━━ EXERCISE INPUTS ━━
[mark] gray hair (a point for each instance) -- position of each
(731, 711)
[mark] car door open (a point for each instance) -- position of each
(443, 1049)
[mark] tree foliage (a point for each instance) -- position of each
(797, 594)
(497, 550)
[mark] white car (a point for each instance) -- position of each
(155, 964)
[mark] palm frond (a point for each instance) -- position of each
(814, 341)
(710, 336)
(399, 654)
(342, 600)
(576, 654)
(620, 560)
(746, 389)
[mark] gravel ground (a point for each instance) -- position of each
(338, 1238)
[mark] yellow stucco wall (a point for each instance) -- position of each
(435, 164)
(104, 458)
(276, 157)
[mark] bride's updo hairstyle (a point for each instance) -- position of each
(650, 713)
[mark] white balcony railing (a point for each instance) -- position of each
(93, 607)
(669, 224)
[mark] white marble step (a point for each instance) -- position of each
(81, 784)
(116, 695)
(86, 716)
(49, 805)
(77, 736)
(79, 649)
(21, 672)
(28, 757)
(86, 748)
━━━
━━ EXERCISE INPUTS ━━
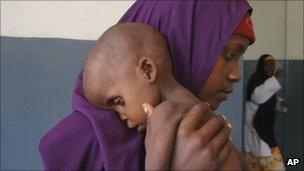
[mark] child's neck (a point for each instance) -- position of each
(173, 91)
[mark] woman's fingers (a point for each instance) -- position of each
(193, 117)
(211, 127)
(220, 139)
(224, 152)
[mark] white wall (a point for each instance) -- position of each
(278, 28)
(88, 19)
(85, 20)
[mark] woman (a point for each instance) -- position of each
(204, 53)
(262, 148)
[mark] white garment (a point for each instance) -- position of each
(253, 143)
━━━
━━ EXERCISE INPUTS ━━
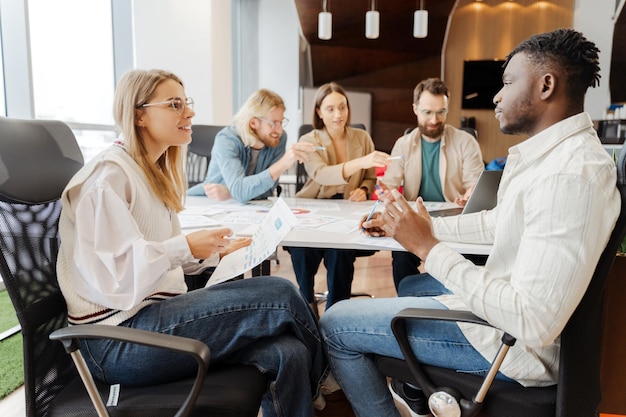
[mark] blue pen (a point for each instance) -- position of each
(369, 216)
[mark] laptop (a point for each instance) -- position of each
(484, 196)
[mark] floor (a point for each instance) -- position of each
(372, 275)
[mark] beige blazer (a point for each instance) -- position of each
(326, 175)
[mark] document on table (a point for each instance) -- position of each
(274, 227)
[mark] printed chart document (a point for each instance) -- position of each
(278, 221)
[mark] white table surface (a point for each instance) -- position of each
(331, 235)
━━━
§ WHAT YOU WILL DO
Retype the part of the items above that opens with the line containing "[mark] car door" and closes with the line containing "(338, 1238)", keeping every line exactly the same.

§ TASK OUTPUT
[mark] car door open (a point for each instance) -- position of each
(443, 1049)
[mark] tree foliage (a point for each instance) -- position of each
(797, 594)
(497, 550)
[mark] white car (a point for each instance) -- position of each
(155, 964)
[mark] palm frond (a point for each instance) -- position of each
(814, 341)
(710, 336)
(399, 654)
(342, 600)
(576, 654)
(620, 560)
(746, 389)
[mark] gravel ground (a point for each instance) -- position of each
(338, 1238)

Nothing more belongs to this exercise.